Given information:
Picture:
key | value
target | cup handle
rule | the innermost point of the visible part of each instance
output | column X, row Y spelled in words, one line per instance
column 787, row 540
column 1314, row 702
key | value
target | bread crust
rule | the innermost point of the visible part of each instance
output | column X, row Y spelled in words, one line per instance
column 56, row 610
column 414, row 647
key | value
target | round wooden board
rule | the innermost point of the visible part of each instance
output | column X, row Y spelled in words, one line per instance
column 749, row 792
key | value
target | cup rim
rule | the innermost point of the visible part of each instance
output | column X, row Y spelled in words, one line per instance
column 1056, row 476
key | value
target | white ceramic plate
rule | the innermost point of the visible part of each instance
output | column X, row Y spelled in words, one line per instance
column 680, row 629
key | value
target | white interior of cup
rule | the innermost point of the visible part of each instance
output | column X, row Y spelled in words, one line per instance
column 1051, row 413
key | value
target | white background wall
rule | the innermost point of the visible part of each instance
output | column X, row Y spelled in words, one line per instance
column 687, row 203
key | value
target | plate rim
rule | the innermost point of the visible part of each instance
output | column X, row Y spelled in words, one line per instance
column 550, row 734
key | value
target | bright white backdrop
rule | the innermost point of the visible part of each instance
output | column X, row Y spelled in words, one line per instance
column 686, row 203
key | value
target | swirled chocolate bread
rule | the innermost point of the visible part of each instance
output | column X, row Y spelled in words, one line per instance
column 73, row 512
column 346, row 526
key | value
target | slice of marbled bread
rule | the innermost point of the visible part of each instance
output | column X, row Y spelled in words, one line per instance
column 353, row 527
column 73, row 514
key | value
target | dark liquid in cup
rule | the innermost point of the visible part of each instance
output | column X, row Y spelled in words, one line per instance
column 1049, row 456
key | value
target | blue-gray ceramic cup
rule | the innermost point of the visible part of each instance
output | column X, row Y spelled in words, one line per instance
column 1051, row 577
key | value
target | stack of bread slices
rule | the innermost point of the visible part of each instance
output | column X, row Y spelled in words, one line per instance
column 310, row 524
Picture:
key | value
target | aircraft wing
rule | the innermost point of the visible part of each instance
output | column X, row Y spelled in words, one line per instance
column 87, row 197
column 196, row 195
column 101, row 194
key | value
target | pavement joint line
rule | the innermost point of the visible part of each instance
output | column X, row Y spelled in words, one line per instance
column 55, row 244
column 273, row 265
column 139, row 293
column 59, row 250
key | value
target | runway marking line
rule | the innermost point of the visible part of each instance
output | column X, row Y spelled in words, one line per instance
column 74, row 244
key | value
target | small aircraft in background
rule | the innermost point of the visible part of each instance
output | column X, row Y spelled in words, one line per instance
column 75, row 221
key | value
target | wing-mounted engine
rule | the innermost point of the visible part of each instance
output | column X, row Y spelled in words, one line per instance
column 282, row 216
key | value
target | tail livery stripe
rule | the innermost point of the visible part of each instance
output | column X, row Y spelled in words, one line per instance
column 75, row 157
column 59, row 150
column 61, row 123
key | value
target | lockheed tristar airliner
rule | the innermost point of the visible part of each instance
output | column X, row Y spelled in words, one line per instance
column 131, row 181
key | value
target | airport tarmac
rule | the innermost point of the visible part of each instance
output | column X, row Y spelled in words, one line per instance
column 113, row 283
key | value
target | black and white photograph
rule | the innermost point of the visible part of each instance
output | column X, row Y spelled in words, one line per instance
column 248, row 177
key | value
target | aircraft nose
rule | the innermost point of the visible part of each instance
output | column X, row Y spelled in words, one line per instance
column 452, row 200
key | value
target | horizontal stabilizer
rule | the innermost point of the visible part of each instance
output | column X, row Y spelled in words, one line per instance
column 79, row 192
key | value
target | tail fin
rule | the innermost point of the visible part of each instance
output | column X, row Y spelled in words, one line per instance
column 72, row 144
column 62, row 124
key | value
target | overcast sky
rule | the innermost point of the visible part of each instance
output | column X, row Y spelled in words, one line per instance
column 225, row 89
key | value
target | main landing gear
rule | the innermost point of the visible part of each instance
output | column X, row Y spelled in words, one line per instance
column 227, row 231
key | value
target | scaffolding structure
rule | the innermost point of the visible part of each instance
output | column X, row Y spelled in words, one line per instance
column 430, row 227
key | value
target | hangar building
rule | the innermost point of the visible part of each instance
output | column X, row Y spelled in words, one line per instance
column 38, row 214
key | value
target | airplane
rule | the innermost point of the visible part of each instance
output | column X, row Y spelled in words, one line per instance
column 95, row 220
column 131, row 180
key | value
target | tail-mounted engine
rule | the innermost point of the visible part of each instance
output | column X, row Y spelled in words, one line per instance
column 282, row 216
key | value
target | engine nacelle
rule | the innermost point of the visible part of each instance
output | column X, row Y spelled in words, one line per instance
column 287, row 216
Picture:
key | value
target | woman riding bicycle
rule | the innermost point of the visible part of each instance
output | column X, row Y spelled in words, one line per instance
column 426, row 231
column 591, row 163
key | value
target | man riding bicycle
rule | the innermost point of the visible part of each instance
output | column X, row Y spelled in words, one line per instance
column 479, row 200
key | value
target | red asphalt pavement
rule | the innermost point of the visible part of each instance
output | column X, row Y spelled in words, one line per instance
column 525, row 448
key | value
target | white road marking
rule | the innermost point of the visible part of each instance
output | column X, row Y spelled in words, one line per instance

Problem details: Every line containing the word "plate" should be copied from the material.

Exercise solution:
target | white ceramic plate
target | plate rim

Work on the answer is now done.